• **The problem**
Copy the records below line for line, with no changes, and omit the pictures from your copy.

(Dataset records)
◇ ◇ ◇ ◇ ◇ ◇ ◇

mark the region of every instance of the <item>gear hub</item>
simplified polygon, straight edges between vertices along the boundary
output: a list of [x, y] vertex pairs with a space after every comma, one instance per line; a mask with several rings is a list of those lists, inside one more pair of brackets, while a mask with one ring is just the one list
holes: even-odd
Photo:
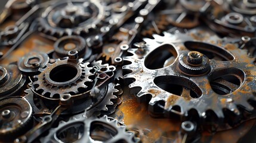
[[182, 54], [178, 58], [178, 61], [180, 69], [189, 76], [202, 76], [210, 69], [209, 58], [198, 51]]

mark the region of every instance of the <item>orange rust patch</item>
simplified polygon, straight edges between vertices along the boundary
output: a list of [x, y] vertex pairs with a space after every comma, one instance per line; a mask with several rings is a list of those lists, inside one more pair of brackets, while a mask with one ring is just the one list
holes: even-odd
[[168, 96], [165, 101], [165, 108], [168, 108], [171, 105], [175, 104], [176, 101], [178, 100], [178, 96], [171, 94]]

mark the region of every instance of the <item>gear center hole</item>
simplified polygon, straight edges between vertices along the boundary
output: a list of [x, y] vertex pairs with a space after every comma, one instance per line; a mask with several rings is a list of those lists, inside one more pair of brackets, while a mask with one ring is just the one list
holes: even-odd
[[50, 73], [50, 78], [54, 82], [64, 82], [76, 77], [78, 71], [75, 67], [64, 64], [54, 68]]

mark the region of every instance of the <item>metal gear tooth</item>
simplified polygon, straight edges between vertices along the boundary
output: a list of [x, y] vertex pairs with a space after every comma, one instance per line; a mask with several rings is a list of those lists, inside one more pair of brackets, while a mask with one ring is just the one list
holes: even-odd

◇ ◇ ◇ ◇ ◇ ◇ ◇

• **Solution to this problem**
mark the region of every instance of the <item>gear hub</item>
simplified polygon, straight edges between vertices along the boundary
output: a list of [x, y] vertex pairs with a space after every comma, one instance per line; a mask with several rings is a list of those lists, inside one more pair of brackets, while a mask with one ring is just the one list
holes: even-odd
Photo:
[[182, 54], [178, 58], [178, 61], [180, 69], [189, 76], [202, 76], [210, 69], [209, 58], [198, 51]]

mark the region of every instance of the <item>orange rust patch</item>
simplified polygon, straight edges between vertices along the boundary
output: a list of [x, y] vertex pairs with a space after every comma, one instance per line; a mask with several rings is a list of those lists, inside one more pair of brackets, while a mask with one ring is just the one list
holes: even-odd
[[168, 96], [165, 101], [165, 108], [168, 108], [171, 105], [175, 104], [176, 101], [178, 100], [178, 96], [171, 94]]

mark the region of every instance of the <item>gear center hole</item>
simplified polygon, straight edges between vertices along the boundary
output: a list of [x, y] vertex pairs with a space after every comma, one instance per line; a mask with several rings is a list of those lists, inside one more pair of brackets, while a mask with one ring is just the one list
holes: even-odd
[[50, 73], [50, 78], [54, 82], [64, 82], [76, 77], [78, 71], [75, 67], [64, 64], [54, 68]]

mark the region of every instance of the <item>metal gear tooth</item>
simplified polygon, straight edges between vertices along the boundary
output: a list of [x, y] vertex pairs with a space after every comma, one instance per line; a mask with several rings is a list of those lists, inside one more pair of brackets, while a mask with one ring is just the one list
holes: even-odd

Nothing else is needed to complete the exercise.